§ Task statement: Skip every line before the one containing "Where can the football", then copy that line and the rest of the entries below exactly, through the last line.

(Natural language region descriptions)
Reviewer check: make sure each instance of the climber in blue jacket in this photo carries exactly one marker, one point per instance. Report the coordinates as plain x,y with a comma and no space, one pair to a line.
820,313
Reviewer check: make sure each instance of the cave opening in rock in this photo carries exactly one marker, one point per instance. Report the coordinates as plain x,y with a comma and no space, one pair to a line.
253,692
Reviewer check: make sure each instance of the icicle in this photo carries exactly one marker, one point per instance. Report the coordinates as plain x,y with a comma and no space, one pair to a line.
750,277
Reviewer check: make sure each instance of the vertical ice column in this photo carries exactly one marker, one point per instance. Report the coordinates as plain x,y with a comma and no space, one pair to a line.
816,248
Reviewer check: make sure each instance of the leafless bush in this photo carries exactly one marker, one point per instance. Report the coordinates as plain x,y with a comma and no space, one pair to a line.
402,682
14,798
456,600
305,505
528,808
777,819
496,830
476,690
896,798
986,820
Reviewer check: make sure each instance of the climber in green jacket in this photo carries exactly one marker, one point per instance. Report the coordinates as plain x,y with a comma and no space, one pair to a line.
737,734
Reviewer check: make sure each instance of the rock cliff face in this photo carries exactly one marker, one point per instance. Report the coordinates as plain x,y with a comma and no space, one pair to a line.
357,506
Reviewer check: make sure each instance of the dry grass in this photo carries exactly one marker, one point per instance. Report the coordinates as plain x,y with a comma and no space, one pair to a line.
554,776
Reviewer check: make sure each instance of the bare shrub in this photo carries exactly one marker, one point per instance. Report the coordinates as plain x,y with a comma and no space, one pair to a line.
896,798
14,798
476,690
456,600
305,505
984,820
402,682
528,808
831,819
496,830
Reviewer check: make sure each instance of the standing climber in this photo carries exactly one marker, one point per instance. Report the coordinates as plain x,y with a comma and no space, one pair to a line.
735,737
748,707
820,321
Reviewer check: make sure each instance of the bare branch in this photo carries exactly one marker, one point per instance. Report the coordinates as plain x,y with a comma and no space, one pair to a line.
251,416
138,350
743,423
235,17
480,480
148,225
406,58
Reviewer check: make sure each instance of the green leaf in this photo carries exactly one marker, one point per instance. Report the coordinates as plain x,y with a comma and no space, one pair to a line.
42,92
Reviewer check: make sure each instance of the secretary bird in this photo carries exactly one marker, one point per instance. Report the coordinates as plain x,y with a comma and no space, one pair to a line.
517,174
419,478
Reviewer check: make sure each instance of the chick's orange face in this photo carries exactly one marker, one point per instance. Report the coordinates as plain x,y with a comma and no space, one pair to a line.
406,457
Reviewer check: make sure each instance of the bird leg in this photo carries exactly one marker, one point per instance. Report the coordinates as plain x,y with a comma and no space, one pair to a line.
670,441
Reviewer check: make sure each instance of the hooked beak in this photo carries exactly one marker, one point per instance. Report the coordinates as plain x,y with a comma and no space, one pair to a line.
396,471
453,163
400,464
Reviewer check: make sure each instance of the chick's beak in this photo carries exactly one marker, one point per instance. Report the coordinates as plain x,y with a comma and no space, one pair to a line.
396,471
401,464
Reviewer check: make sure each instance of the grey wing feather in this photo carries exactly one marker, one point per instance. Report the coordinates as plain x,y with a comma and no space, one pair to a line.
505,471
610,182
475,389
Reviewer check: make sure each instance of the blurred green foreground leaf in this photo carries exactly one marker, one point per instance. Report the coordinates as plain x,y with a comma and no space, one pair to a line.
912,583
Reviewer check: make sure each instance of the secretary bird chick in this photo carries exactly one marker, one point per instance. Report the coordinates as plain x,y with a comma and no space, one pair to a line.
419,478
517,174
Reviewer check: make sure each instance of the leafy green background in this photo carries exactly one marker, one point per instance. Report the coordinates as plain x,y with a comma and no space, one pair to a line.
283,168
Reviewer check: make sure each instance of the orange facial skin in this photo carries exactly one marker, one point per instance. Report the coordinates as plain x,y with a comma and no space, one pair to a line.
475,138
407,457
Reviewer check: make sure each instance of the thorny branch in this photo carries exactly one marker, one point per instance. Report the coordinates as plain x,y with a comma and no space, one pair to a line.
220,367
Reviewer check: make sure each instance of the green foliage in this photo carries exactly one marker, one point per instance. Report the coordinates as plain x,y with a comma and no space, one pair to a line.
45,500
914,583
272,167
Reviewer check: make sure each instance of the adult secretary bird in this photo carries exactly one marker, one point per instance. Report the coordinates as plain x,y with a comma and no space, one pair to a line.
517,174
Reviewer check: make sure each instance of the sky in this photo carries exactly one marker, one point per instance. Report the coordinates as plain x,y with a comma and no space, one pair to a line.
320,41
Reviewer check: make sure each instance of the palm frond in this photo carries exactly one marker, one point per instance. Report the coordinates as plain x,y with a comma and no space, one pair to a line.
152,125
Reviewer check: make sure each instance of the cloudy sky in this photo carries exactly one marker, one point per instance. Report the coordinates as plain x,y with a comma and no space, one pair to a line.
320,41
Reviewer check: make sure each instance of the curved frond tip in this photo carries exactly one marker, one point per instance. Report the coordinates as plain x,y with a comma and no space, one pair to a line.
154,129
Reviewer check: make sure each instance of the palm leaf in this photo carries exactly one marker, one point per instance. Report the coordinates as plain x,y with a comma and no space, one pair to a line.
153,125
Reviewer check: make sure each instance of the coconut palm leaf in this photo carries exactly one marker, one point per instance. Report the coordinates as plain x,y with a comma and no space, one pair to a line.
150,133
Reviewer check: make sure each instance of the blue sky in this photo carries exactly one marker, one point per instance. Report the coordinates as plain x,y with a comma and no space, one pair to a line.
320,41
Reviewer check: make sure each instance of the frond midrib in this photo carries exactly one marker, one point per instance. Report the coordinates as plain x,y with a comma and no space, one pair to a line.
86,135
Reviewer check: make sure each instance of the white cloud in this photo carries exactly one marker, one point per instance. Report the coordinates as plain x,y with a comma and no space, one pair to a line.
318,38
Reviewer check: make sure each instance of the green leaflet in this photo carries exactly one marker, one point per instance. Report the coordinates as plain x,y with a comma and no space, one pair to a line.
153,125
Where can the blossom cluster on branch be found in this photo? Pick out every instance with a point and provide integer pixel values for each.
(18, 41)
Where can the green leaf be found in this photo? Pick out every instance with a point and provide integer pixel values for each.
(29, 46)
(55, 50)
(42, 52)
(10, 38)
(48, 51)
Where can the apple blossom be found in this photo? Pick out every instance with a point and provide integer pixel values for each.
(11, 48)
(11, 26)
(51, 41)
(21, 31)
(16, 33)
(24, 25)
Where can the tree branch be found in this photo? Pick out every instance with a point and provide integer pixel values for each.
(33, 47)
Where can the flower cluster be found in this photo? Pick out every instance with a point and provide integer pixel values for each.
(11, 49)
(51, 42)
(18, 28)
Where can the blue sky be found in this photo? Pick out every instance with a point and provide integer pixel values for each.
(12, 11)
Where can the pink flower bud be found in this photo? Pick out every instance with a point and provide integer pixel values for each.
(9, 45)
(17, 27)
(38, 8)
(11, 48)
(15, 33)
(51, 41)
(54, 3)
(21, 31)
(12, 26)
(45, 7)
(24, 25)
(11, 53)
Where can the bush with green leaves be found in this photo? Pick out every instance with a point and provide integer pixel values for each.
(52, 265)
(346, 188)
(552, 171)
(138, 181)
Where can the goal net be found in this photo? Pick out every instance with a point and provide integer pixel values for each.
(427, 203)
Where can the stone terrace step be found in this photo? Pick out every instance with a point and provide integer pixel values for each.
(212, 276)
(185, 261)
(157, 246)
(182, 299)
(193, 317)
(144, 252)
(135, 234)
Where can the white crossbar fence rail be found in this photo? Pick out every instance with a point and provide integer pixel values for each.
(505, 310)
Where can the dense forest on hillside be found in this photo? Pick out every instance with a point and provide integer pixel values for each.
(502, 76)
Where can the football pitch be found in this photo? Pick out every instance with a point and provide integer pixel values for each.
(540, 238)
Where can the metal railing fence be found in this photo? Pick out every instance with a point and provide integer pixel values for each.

§ Written solution:
Where can the football pitch be found in this photo? Pick out every instance with a point and provide integer pixel values for each.
(540, 238)
Where can the metal railing fence be found in this photo? Pick out every instance with a point and provide integer pixel values for each.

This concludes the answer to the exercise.